■ **WHAT THE TASK REQUIRES**:
Transcribe everything in the data word for word. Pictures are left out.

═════ MATERIAL FOR THIS TASK

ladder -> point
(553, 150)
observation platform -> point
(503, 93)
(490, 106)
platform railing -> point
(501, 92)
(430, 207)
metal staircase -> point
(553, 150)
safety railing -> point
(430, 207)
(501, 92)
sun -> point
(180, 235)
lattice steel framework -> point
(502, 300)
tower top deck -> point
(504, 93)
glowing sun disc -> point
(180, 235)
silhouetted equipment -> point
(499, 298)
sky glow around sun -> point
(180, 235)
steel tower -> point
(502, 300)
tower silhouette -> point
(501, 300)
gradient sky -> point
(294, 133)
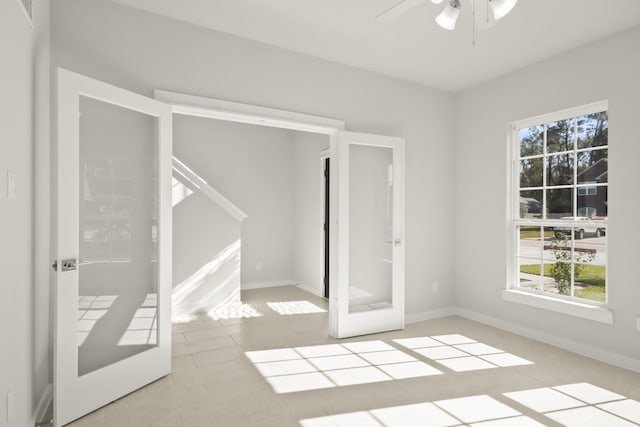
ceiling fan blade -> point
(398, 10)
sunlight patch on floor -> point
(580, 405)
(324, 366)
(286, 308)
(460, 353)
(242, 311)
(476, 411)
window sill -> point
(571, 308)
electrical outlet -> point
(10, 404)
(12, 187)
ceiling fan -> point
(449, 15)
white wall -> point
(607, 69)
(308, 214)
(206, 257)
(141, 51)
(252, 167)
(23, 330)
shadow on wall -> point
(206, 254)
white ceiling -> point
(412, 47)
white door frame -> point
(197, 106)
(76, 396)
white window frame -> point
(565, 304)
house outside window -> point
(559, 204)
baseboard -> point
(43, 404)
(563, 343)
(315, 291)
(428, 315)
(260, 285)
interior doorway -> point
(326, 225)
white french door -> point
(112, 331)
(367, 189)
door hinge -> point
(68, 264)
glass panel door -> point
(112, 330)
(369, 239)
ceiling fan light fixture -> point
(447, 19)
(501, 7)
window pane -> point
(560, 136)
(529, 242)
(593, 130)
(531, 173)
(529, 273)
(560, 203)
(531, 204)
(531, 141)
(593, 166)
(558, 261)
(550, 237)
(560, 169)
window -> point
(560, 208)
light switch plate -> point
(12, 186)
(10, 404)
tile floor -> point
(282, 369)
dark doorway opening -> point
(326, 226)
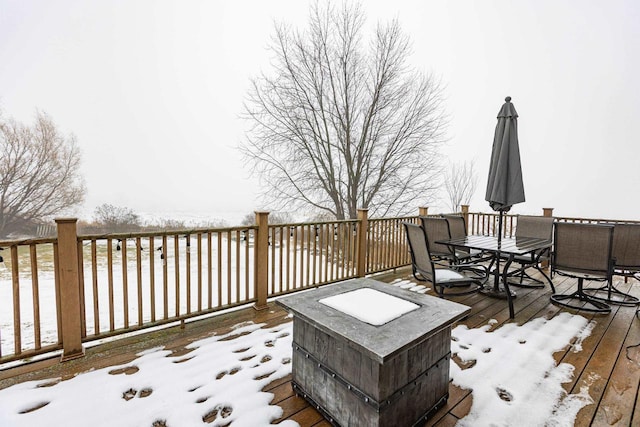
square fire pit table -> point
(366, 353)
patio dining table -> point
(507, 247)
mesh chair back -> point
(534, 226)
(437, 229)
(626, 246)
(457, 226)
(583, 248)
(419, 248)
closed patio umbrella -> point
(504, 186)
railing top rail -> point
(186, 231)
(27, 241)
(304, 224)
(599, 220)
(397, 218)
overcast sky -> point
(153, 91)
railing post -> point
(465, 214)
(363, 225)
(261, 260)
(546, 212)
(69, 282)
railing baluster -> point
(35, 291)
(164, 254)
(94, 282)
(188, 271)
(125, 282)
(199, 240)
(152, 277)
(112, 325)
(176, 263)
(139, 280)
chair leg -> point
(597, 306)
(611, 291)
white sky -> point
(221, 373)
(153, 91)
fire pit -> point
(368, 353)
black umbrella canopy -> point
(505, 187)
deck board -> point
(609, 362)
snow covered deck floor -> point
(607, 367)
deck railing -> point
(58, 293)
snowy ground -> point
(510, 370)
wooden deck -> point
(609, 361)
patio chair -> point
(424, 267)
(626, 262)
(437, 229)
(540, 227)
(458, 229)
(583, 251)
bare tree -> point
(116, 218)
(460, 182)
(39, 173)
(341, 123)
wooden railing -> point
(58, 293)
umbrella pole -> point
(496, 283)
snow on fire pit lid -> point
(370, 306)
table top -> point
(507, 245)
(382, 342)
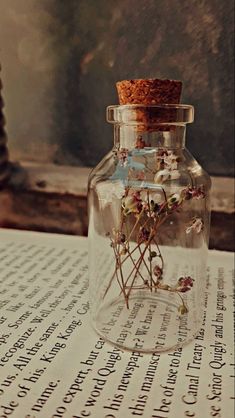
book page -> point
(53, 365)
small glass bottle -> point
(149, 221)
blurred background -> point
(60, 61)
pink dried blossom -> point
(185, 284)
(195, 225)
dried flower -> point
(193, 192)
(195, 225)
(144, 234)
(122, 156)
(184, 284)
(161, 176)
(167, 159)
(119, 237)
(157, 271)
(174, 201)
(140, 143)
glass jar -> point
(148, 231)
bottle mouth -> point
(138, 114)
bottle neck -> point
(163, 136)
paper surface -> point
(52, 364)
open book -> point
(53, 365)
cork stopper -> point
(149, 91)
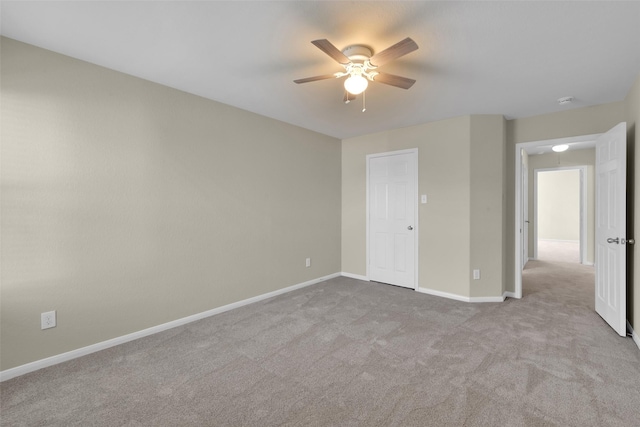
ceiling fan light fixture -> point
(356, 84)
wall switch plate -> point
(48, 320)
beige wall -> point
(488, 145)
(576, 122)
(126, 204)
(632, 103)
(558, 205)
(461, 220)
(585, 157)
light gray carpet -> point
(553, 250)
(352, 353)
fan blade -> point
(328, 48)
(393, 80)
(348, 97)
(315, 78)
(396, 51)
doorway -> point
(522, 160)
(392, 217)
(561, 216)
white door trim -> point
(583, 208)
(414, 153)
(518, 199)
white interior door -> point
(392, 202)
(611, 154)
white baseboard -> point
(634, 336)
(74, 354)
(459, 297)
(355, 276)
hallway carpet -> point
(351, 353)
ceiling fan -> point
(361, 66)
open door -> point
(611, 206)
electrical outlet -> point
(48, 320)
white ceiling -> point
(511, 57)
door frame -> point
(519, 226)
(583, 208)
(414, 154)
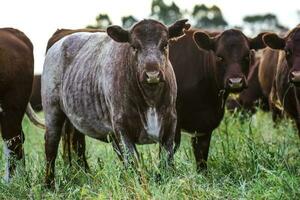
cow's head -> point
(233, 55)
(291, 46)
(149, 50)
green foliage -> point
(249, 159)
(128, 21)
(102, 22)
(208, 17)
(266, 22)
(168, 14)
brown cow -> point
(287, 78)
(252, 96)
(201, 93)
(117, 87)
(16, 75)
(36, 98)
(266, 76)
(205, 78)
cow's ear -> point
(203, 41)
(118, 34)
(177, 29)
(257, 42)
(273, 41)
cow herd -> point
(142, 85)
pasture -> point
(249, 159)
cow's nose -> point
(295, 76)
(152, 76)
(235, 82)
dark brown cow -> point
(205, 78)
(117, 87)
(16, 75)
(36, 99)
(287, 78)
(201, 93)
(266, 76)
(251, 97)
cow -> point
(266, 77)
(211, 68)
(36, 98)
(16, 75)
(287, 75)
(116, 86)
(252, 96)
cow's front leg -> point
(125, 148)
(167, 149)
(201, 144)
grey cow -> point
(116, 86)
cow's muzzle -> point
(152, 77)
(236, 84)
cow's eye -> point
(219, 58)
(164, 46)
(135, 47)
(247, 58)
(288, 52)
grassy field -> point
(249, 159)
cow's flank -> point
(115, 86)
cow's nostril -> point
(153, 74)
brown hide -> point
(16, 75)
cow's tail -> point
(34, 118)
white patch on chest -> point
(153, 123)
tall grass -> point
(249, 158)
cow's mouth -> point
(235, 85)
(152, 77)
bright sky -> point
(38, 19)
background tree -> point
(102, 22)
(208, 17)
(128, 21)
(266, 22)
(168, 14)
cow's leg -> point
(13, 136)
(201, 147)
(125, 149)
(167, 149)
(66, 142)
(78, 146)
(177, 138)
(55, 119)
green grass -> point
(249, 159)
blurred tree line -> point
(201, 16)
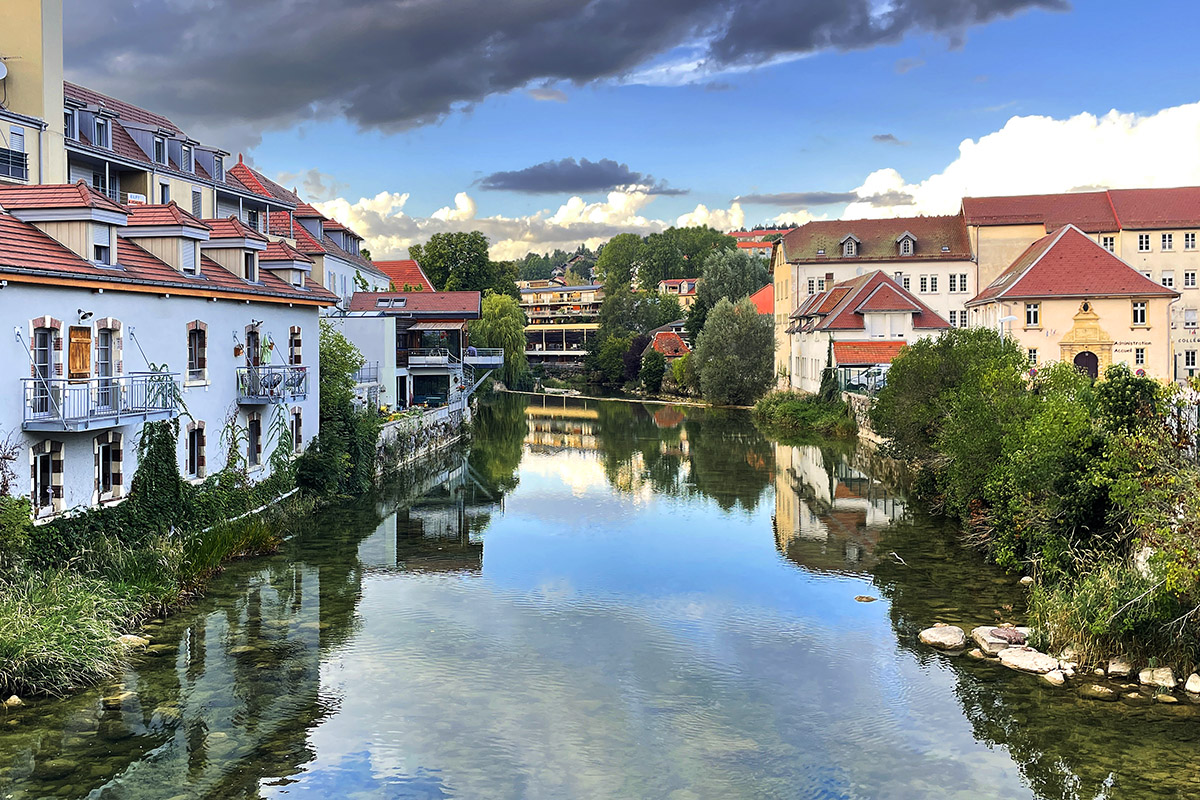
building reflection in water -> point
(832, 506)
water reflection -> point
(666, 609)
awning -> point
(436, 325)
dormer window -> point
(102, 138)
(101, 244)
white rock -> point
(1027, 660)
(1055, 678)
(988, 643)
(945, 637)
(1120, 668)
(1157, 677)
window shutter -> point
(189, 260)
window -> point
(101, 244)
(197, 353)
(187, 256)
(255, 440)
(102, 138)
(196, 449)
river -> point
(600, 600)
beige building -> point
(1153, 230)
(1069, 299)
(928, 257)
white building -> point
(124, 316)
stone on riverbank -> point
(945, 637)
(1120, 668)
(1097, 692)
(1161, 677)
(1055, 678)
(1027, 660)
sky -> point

══════════

■ **SOLUTION TO THIS TASK**:
ladder -> point
(553, 150)
observation platform -> point
(503, 93)
(490, 106)
platform railing -> point
(501, 92)
(430, 207)
metal staircase -> point
(553, 150)
safety railing -> point
(430, 207)
(501, 92)
sun -> point
(180, 235)
lattice steel framework -> point
(502, 300)
tower top deck -> point
(504, 93)
glowing sun disc -> point
(180, 235)
silhouetted equipment -> point
(499, 298)
sky glow around sun -> point
(180, 235)
steel tower -> point
(502, 300)
tower silhouette -> point
(501, 300)
gradient sky -> point
(294, 133)
ceiling fan blade -> point
(398, 10)
sunlight patch on floor -> point
(580, 405)
(324, 366)
(286, 308)
(460, 353)
(242, 311)
(476, 411)
window sill -> point
(571, 308)
electrical outlet -> point
(10, 404)
(12, 187)
ceiling fan -> point
(449, 15)
white wall -> point
(607, 69)
(308, 214)
(206, 257)
(141, 51)
(252, 167)
(23, 330)
shadow on wall -> point
(206, 254)
white ceiling -> point
(412, 47)
white door frame -> point
(197, 106)
(76, 396)
white window frame -> point
(565, 304)
house outside window -> point
(559, 204)
baseboard -> point
(43, 404)
(563, 343)
(315, 291)
(428, 315)
(260, 285)
interior doorway -> point
(326, 225)
white french door -> point
(112, 331)
(367, 189)
door hinge -> point
(68, 264)
glass panel door -> point
(112, 330)
(369, 239)
ceiling fan light fixture -> point
(447, 19)
(501, 7)
window pane -> point
(560, 136)
(529, 242)
(593, 130)
(531, 173)
(529, 273)
(560, 203)
(531, 204)
(531, 141)
(593, 166)
(558, 261)
(550, 237)
(560, 169)
window -> point
(560, 208)
light switch plate -> point
(12, 186)
(10, 404)
tile floor -> point
(282, 369)
dark doorway opening -> point
(326, 226)
square fire pit table -> point
(366, 353)
patio dining table -> point
(507, 247)
mesh chair back -> point
(534, 226)
(437, 229)
(626, 246)
(457, 226)
(583, 248)
(419, 248)
closed patio umbrella -> point
(504, 186)
railing top rail -> point
(186, 231)
(27, 241)
(304, 224)
(599, 220)
(397, 218)
overcast sky -> point
(153, 91)
railing post -> point
(465, 214)
(363, 225)
(261, 260)
(546, 212)
(69, 282)
railing baluster -> point
(35, 291)
(164, 254)
(94, 282)
(188, 271)
(125, 282)
(199, 240)
(152, 277)
(112, 325)
(176, 263)
(139, 280)
chair leg -> point
(597, 306)
(611, 291)
white sky -> point
(221, 373)
(153, 91)
fire pit -> point
(368, 353)
black umbrella canopy -> point
(505, 187)
deck board -> point
(609, 362)
snow covered deck floor -> point
(607, 367)
deck railing -> point
(58, 293)
snowy ground -> point
(510, 370)
wooden deck -> point
(609, 361)
patio chair -> point
(424, 267)
(626, 262)
(437, 229)
(540, 227)
(458, 229)
(583, 251)
bare tree -> point
(116, 218)
(460, 182)
(39, 173)
(341, 123)
wooden railing -> point
(58, 293)
umbrella pole -> point
(496, 283)
snow on fire pit lid -> point
(370, 306)
table top -> point
(507, 245)
(382, 342)
book page -> point
(53, 365)
small glass bottle -> point
(149, 221)
blurred background -> point
(60, 61)
pink dried blossom -> point
(185, 284)
(195, 225)
dried flower -> point
(193, 192)
(195, 225)
(144, 234)
(122, 156)
(184, 284)
(161, 176)
(167, 159)
(119, 237)
(157, 271)
(174, 201)
(140, 143)
glass jar -> point
(148, 231)
bottle mouth -> point
(138, 114)
bottle neck -> point
(163, 136)
paper surface -> point
(52, 364)
open book -> point
(53, 365)
cork stopper -> point
(149, 91)
ceiling fan light fixture -> point
(356, 84)
wall switch plate -> point
(48, 320)
beige wall -> point
(488, 145)
(576, 122)
(126, 204)
(632, 103)
(558, 205)
(461, 220)
(585, 157)
light gray carpet -> point
(553, 250)
(352, 353)
fan blade -> point
(328, 48)
(393, 80)
(348, 97)
(315, 78)
(396, 51)
doorway -> point
(522, 160)
(392, 217)
(561, 216)
white door trim -> point
(583, 208)
(414, 153)
(518, 199)
white interior door -> point
(392, 202)
(611, 154)
white baseboard -> point
(634, 336)
(74, 354)
(459, 297)
(355, 276)
hallway carpet -> point
(351, 353)
ceiling fan -> point
(361, 66)
open door -> point
(611, 206)
electrical outlet -> point
(48, 320)
white ceiling -> point
(511, 57)
door frame -> point
(519, 226)
(583, 208)
(414, 154)
cow's head -> point
(233, 55)
(291, 46)
(149, 50)
green foliage -> point
(249, 159)
(128, 21)
(102, 22)
(208, 17)
(266, 22)
(168, 14)
brown cow -> point
(287, 78)
(252, 96)
(201, 93)
(117, 87)
(16, 75)
(36, 98)
(266, 76)
(205, 78)
cow's ear -> point
(203, 41)
(118, 34)
(177, 29)
(257, 42)
(273, 41)
cow herd -> point
(142, 85)
pasture -> point
(249, 159)
cow's nose -> point
(295, 76)
(152, 76)
(235, 82)
dark brown cow -> point
(205, 78)
(117, 87)
(16, 75)
(36, 99)
(287, 78)
(201, 93)
(266, 76)
(251, 97)
cow -> point
(266, 77)
(211, 68)
(36, 98)
(16, 75)
(287, 75)
(116, 86)
(252, 96)
cow's front leg -> point
(125, 148)
(167, 149)
(201, 144)
grey cow -> point
(116, 86)
cow's muzzle -> point
(152, 77)
(236, 84)
cow's eye -> point
(219, 58)
(164, 46)
(135, 47)
(247, 58)
(288, 52)
grassy field -> point
(249, 159)
cow's flank -> point
(115, 86)
cow's nostril -> point
(153, 74)
brown hide -> point
(16, 75)
cow's tail -> point
(34, 118)
white patch on chest -> point
(153, 123)
tall grass -> point
(249, 158)
cow's mouth -> point
(235, 85)
(152, 77)
bright sky -> point
(38, 19)
background tree -> point
(102, 22)
(208, 17)
(128, 21)
(266, 22)
(168, 14)
cow's leg -> point
(13, 136)
(201, 147)
(125, 149)
(167, 149)
(66, 142)
(78, 146)
(177, 138)
(55, 119)
green grass -> point
(249, 159)
blurred tree line -> point
(201, 16)
building reflection in water -> point
(832, 506)
water reflection -> point
(666, 609)
awning -> point
(436, 325)
dormer window -> point
(102, 138)
(101, 244)
white rock -> point
(1027, 660)
(1055, 678)
(988, 643)
(945, 637)
(1120, 668)
(1157, 677)
window shutter -> point
(189, 260)
window -> point
(101, 244)
(197, 353)
(187, 256)
(255, 440)
(102, 138)
(196, 449)
river -> point
(600, 600)
beige building -> point
(1153, 230)
(1069, 299)
(928, 257)
white building -> point
(124, 316)
stone on riverbank -> point
(945, 637)
(1120, 668)
(1097, 692)
(1161, 677)
(1055, 678)
(1027, 660)
sky -> point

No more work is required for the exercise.